> **What to do**:
A: Write out the passage on delayed re-offending statistics word for word, starting at "Re-offenders: Disclosure of" and ending at "on 19 March.".
B: Translate this sentence from the passage on delayed re-offending statistics into Spanish: "Statisticians need additional time to resolve this fault."

[Passage shown Boundary: Start]

Re-offenders: Disclosure of Information

Mr. Grieve: To ask the Secretary of State for Justice when data regarding multiple offender entries in 2007 will be available. [263952]

Mr. Straw: The Ministry of Justice statistical publication ‘Re-offending of adults: results from the 2007 cohort’, which will contain a table on multiple offender entries in 2007 quarter one, has been postponed. This was due for publication on 19 March.

This postponement is a result of a technical fault in the programming code used to produce the results. Statisticians need additional time to resolve this fault.

Initial investigations indicate that this fault has resulted in slight errors in the published adult re-offending datasets (from 2000-06). These will be revised when the 2007 cohort data is published.

At present it is not possible to specify a new publication date. However, we will make every effort to ensure that the postponement is as short as possible and will make a further announcement once the statistics are ready for release.

The National Statistician has been informed of this postponement and is satisfied that it is necessary on operational grounds.

[Passage shown Boundary: End]
[Given records Boundary: Start]

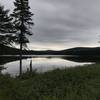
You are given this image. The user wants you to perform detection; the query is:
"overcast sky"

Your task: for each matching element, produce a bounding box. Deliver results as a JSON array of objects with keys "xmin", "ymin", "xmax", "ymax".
[{"xmin": 0, "ymin": 0, "xmax": 100, "ymax": 50}]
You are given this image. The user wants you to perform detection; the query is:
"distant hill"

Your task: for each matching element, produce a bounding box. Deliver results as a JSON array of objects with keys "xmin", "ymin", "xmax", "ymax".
[{"xmin": 0, "ymin": 45, "xmax": 100, "ymax": 56}]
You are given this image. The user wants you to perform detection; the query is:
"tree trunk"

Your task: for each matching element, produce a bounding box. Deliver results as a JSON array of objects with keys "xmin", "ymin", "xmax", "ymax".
[{"xmin": 19, "ymin": 43, "xmax": 22, "ymax": 76}]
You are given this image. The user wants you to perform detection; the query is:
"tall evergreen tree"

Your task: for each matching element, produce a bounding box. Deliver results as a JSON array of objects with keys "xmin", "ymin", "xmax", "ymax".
[
  {"xmin": 12, "ymin": 0, "xmax": 34, "ymax": 74},
  {"xmin": 0, "ymin": 5, "xmax": 13, "ymax": 45}
]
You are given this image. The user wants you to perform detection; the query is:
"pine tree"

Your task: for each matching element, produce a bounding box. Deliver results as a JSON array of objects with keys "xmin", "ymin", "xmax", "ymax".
[
  {"xmin": 12, "ymin": 0, "xmax": 34, "ymax": 74},
  {"xmin": 0, "ymin": 5, "xmax": 13, "ymax": 45}
]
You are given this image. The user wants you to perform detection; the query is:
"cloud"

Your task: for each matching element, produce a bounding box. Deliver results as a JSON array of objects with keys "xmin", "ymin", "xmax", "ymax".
[{"xmin": 0, "ymin": 0, "xmax": 100, "ymax": 49}]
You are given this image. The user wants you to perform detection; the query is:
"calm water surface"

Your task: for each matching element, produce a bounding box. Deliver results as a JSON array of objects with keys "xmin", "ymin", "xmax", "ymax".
[{"xmin": 1, "ymin": 56, "xmax": 92, "ymax": 76}]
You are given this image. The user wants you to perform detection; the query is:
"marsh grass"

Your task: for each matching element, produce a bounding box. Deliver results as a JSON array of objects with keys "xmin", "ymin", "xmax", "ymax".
[{"xmin": 0, "ymin": 64, "xmax": 100, "ymax": 100}]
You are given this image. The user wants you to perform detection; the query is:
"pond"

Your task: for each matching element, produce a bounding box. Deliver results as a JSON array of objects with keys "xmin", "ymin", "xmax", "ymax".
[{"xmin": 0, "ymin": 55, "xmax": 94, "ymax": 76}]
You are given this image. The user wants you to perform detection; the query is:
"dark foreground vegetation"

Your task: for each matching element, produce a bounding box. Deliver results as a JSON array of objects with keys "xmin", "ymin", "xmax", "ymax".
[{"xmin": 0, "ymin": 64, "xmax": 100, "ymax": 100}]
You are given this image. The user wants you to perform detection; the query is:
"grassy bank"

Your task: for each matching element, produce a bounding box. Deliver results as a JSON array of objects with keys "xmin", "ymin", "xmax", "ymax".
[{"xmin": 0, "ymin": 64, "xmax": 100, "ymax": 100}]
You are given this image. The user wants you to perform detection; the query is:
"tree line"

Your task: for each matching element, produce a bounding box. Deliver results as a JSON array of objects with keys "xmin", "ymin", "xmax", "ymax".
[{"xmin": 0, "ymin": 0, "xmax": 34, "ymax": 74}]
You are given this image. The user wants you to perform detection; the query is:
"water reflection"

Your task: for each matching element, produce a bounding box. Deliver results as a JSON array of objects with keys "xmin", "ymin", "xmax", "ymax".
[{"xmin": 0, "ymin": 55, "xmax": 96, "ymax": 75}]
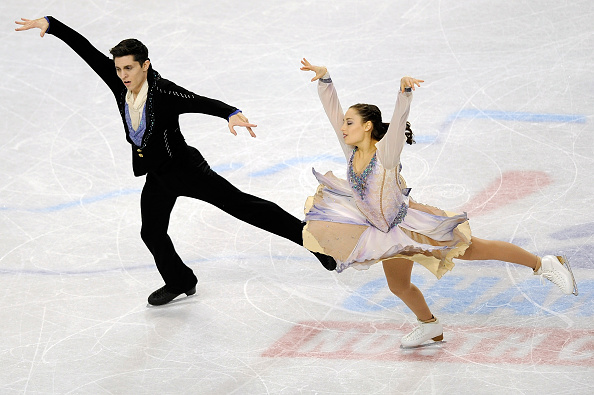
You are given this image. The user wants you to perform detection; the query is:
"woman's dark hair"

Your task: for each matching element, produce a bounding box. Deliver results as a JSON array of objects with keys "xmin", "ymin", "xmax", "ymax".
[
  {"xmin": 109, "ymin": 38, "xmax": 149, "ymax": 65},
  {"xmin": 351, "ymin": 103, "xmax": 415, "ymax": 145}
]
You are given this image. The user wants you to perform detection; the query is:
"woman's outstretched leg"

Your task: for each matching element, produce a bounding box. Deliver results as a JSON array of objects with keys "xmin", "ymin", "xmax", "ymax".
[
  {"xmin": 458, "ymin": 236, "xmax": 540, "ymax": 271},
  {"xmin": 383, "ymin": 258, "xmax": 443, "ymax": 347},
  {"xmin": 458, "ymin": 237, "xmax": 578, "ymax": 295}
]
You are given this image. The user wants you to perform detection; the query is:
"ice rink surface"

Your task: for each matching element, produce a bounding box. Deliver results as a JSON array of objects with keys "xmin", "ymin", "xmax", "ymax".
[{"xmin": 0, "ymin": 0, "xmax": 594, "ymax": 394}]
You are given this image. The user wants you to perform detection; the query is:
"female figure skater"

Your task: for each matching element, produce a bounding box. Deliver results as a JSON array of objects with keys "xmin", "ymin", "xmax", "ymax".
[
  {"xmin": 11, "ymin": 16, "xmax": 336, "ymax": 305},
  {"xmin": 301, "ymin": 59, "xmax": 577, "ymax": 347}
]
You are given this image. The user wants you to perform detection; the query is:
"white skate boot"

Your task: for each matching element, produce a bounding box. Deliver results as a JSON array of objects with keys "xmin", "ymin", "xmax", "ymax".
[
  {"xmin": 400, "ymin": 318, "xmax": 443, "ymax": 347},
  {"xmin": 534, "ymin": 255, "xmax": 578, "ymax": 296}
]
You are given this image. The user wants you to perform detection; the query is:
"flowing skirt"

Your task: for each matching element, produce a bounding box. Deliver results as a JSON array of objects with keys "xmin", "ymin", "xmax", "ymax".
[{"xmin": 303, "ymin": 171, "xmax": 471, "ymax": 278}]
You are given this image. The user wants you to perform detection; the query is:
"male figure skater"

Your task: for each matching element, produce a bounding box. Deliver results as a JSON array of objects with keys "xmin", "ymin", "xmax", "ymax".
[{"xmin": 16, "ymin": 16, "xmax": 336, "ymax": 305}]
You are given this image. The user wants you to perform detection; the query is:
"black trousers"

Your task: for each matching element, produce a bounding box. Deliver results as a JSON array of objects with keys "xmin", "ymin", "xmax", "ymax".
[{"xmin": 140, "ymin": 147, "xmax": 303, "ymax": 293}]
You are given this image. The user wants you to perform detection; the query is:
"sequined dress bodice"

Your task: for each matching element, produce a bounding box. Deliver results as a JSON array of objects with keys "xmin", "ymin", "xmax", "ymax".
[{"xmin": 347, "ymin": 149, "xmax": 408, "ymax": 232}]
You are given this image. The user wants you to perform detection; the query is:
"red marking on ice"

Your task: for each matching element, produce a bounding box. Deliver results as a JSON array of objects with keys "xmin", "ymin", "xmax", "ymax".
[
  {"xmin": 462, "ymin": 171, "xmax": 551, "ymax": 216},
  {"xmin": 262, "ymin": 321, "xmax": 594, "ymax": 366}
]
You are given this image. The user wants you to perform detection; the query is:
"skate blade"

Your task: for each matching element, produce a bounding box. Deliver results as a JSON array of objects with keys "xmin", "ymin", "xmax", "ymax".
[
  {"xmin": 557, "ymin": 255, "xmax": 578, "ymax": 296},
  {"xmin": 400, "ymin": 340, "xmax": 447, "ymax": 350}
]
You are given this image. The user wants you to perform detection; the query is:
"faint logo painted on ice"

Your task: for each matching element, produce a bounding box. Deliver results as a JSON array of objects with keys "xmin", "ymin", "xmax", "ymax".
[{"xmin": 262, "ymin": 321, "xmax": 594, "ymax": 366}]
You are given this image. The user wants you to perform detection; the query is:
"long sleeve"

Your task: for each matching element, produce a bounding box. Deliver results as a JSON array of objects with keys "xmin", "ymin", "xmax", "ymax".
[
  {"xmin": 318, "ymin": 73, "xmax": 355, "ymax": 160},
  {"xmin": 375, "ymin": 92, "xmax": 412, "ymax": 169},
  {"xmin": 47, "ymin": 16, "xmax": 124, "ymax": 94},
  {"xmin": 157, "ymin": 81, "xmax": 237, "ymax": 119}
]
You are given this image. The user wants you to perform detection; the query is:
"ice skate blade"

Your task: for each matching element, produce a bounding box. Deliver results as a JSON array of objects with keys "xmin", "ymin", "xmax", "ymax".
[
  {"xmin": 400, "ymin": 335, "xmax": 447, "ymax": 350},
  {"xmin": 557, "ymin": 255, "xmax": 578, "ymax": 296}
]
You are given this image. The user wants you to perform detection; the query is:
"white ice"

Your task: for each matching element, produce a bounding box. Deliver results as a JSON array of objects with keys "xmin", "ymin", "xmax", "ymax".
[{"xmin": 0, "ymin": 0, "xmax": 594, "ymax": 394}]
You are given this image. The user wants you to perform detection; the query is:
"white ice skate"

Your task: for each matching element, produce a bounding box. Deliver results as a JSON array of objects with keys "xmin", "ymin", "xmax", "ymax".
[
  {"xmin": 400, "ymin": 318, "xmax": 443, "ymax": 348},
  {"xmin": 534, "ymin": 255, "xmax": 578, "ymax": 296}
]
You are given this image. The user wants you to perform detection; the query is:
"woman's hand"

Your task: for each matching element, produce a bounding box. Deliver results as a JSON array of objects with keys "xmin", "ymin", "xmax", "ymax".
[
  {"xmin": 301, "ymin": 58, "xmax": 328, "ymax": 82},
  {"xmin": 14, "ymin": 18, "xmax": 49, "ymax": 37},
  {"xmin": 229, "ymin": 112, "xmax": 258, "ymax": 137},
  {"xmin": 400, "ymin": 77, "xmax": 425, "ymax": 92}
]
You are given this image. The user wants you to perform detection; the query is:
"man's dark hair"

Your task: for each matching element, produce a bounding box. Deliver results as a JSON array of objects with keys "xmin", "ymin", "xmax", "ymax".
[{"xmin": 109, "ymin": 38, "xmax": 149, "ymax": 65}]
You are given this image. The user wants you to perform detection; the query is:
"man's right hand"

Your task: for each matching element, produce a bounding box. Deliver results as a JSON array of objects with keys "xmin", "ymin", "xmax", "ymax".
[{"xmin": 14, "ymin": 18, "xmax": 49, "ymax": 37}]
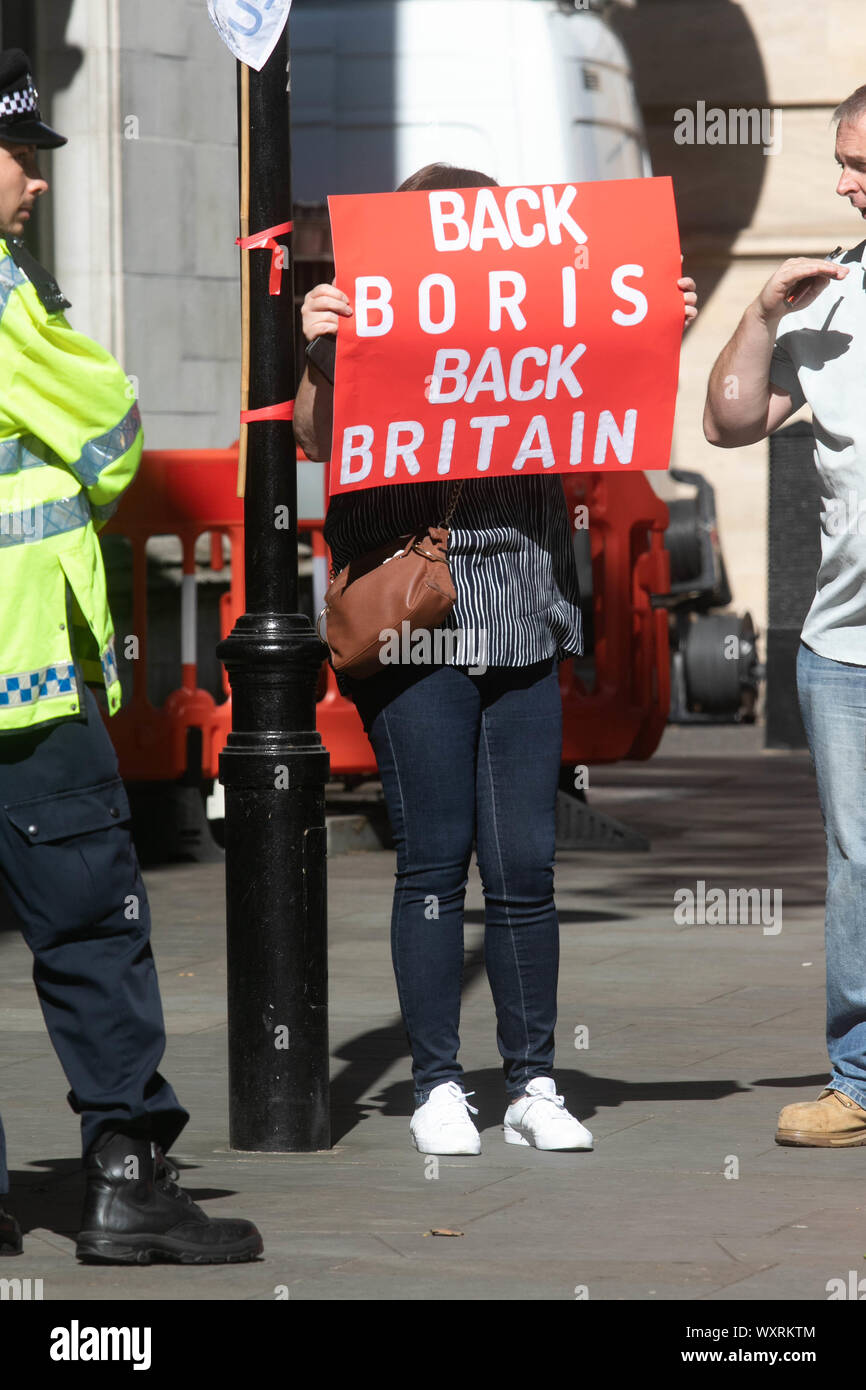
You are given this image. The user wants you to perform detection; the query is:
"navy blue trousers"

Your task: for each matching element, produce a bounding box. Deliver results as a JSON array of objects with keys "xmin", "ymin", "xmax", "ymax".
[
  {"xmin": 0, "ymin": 691, "xmax": 189, "ymax": 1195},
  {"xmin": 345, "ymin": 660, "xmax": 562, "ymax": 1105}
]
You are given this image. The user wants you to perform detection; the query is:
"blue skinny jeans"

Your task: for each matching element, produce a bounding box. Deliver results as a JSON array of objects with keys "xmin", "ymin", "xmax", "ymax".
[{"xmin": 345, "ymin": 660, "xmax": 562, "ymax": 1105}]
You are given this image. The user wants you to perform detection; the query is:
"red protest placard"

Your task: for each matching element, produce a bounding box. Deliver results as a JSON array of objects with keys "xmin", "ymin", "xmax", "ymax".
[{"xmin": 328, "ymin": 178, "xmax": 684, "ymax": 493}]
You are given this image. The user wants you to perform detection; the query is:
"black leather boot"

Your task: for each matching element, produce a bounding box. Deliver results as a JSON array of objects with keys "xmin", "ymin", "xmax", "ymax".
[
  {"xmin": 0, "ymin": 1207, "xmax": 24, "ymax": 1255},
  {"xmin": 75, "ymin": 1131, "xmax": 263, "ymax": 1265}
]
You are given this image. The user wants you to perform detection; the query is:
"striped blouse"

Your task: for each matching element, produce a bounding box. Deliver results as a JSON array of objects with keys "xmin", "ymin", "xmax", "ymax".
[{"xmin": 319, "ymin": 474, "xmax": 582, "ymax": 666}]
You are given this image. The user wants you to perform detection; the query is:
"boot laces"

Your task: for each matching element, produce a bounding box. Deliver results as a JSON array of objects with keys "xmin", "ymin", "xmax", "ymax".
[{"xmin": 153, "ymin": 1144, "xmax": 195, "ymax": 1207}]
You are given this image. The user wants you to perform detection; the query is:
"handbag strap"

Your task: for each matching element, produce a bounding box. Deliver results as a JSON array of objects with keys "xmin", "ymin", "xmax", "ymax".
[{"xmin": 439, "ymin": 478, "xmax": 466, "ymax": 530}]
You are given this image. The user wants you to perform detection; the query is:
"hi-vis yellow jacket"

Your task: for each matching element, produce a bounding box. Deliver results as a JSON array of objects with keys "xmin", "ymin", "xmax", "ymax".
[{"xmin": 0, "ymin": 239, "xmax": 143, "ymax": 735}]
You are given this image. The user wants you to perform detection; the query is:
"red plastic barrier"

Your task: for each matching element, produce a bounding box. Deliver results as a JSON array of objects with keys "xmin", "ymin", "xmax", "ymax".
[
  {"xmin": 106, "ymin": 448, "xmax": 670, "ymax": 781},
  {"xmin": 106, "ymin": 448, "xmax": 243, "ymax": 781}
]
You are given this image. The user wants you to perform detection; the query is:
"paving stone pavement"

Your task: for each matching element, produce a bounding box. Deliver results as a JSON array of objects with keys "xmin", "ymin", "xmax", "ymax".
[{"xmin": 0, "ymin": 728, "xmax": 866, "ymax": 1302}]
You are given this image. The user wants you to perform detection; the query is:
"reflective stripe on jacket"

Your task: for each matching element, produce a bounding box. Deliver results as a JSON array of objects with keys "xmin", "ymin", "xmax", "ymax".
[{"xmin": 0, "ymin": 239, "xmax": 143, "ymax": 734}]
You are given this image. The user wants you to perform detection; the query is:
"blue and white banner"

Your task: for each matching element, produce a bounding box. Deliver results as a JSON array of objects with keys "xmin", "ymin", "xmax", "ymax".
[{"xmin": 207, "ymin": 0, "xmax": 292, "ymax": 72}]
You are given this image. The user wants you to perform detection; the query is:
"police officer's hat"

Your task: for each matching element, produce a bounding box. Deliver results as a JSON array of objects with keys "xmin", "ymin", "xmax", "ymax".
[{"xmin": 0, "ymin": 49, "xmax": 67, "ymax": 150}]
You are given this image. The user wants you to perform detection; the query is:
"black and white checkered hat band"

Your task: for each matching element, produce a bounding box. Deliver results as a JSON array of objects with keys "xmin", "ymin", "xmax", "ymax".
[{"xmin": 0, "ymin": 79, "xmax": 39, "ymax": 120}]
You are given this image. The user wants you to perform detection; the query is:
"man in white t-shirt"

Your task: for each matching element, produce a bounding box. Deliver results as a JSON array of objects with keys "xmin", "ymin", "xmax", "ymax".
[{"xmin": 703, "ymin": 86, "xmax": 866, "ymax": 1148}]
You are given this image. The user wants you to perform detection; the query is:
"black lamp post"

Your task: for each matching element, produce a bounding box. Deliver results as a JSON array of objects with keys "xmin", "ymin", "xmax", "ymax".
[{"xmin": 217, "ymin": 29, "xmax": 331, "ymax": 1152}]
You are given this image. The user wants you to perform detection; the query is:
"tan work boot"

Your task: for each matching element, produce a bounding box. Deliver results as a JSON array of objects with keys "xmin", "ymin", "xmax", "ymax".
[{"xmin": 776, "ymin": 1090, "xmax": 866, "ymax": 1148}]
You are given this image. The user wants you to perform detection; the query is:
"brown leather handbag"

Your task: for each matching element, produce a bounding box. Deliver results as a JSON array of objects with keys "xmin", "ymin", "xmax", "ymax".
[{"xmin": 316, "ymin": 481, "xmax": 463, "ymax": 680}]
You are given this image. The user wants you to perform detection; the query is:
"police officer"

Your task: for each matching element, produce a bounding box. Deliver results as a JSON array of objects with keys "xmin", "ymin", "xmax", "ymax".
[{"xmin": 0, "ymin": 49, "xmax": 263, "ymax": 1264}]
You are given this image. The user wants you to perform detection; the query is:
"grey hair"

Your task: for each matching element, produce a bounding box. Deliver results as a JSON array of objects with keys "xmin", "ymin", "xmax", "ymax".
[{"xmin": 833, "ymin": 85, "xmax": 866, "ymax": 125}]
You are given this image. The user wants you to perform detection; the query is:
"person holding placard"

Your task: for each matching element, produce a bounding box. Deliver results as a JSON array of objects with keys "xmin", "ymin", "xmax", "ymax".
[{"xmin": 295, "ymin": 164, "xmax": 696, "ymax": 1154}]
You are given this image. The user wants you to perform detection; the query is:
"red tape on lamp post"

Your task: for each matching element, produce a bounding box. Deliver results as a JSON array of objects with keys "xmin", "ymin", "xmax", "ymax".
[
  {"xmin": 240, "ymin": 400, "xmax": 295, "ymax": 425},
  {"xmin": 235, "ymin": 222, "xmax": 293, "ymax": 295}
]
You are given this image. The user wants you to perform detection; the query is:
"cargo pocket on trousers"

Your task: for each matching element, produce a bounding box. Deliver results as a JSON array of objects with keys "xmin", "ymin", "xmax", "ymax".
[{"xmin": 3, "ymin": 777, "xmax": 138, "ymax": 938}]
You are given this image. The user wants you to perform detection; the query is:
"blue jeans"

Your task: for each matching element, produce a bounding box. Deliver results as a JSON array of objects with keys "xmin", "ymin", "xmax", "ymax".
[
  {"xmin": 346, "ymin": 660, "xmax": 562, "ymax": 1105},
  {"xmin": 796, "ymin": 642, "xmax": 866, "ymax": 1108}
]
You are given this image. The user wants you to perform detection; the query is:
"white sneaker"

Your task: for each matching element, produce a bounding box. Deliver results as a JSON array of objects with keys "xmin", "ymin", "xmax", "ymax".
[
  {"xmin": 503, "ymin": 1076, "xmax": 592, "ymax": 1148},
  {"xmin": 409, "ymin": 1081, "xmax": 481, "ymax": 1154}
]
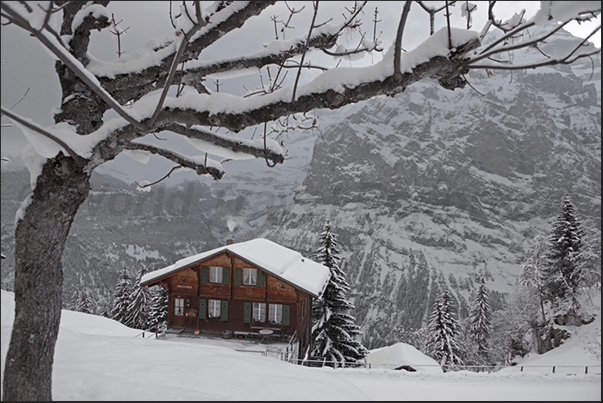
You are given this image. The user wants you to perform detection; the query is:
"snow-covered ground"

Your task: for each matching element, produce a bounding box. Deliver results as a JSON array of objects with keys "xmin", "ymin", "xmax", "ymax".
[{"xmin": 1, "ymin": 290, "xmax": 601, "ymax": 401}]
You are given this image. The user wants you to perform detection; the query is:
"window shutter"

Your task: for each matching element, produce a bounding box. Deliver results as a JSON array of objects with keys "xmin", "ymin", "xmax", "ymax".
[
  {"xmin": 199, "ymin": 299, "xmax": 207, "ymax": 319},
  {"xmin": 235, "ymin": 267, "xmax": 243, "ymax": 285},
  {"xmin": 283, "ymin": 305, "xmax": 291, "ymax": 326},
  {"xmin": 243, "ymin": 302, "xmax": 251, "ymax": 323},
  {"xmin": 222, "ymin": 267, "xmax": 230, "ymax": 285},
  {"xmin": 220, "ymin": 301, "xmax": 228, "ymax": 322},
  {"xmin": 256, "ymin": 270, "xmax": 264, "ymax": 287}
]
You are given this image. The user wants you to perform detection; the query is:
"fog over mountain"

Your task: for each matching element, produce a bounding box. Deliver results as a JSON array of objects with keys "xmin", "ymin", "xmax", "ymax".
[{"xmin": 2, "ymin": 26, "xmax": 601, "ymax": 348}]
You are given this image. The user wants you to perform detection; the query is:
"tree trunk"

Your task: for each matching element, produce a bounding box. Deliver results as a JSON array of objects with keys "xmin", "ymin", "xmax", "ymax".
[{"xmin": 2, "ymin": 154, "xmax": 90, "ymax": 401}]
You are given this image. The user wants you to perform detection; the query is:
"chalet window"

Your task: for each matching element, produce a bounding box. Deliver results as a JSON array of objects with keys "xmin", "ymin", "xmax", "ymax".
[
  {"xmin": 268, "ymin": 304, "xmax": 283, "ymax": 325},
  {"xmin": 174, "ymin": 298, "xmax": 184, "ymax": 316},
  {"xmin": 209, "ymin": 266, "xmax": 223, "ymax": 284},
  {"xmin": 207, "ymin": 299, "xmax": 222, "ymax": 318},
  {"xmin": 199, "ymin": 299, "xmax": 228, "ymax": 322},
  {"xmin": 253, "ymin": 302, "xmax": 266, "ymax": 322},
  {"xmin": 243, "ymin": 269, "xmax": 258, "ymax": 285}
]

[Given records Boundary: End]

> **Responses for each task**:
A:
Re-offenders: Disclosure of Information

Mr. Grieve: To ask the Secretary of State for Justice when data regarding multiple offender entries in 2007 will be available. [263952]

Mr. Straw: The Ministry of Justice statistical publication ‘Re-offending of adults: results from the 2007 cohort’, which will contain a table on multiple offender entries in 2007 quarter one, has been postponed. This was due for publication on 19 March.

B: Los estadísticos necesitan tiempo adicional para resolver este fallo.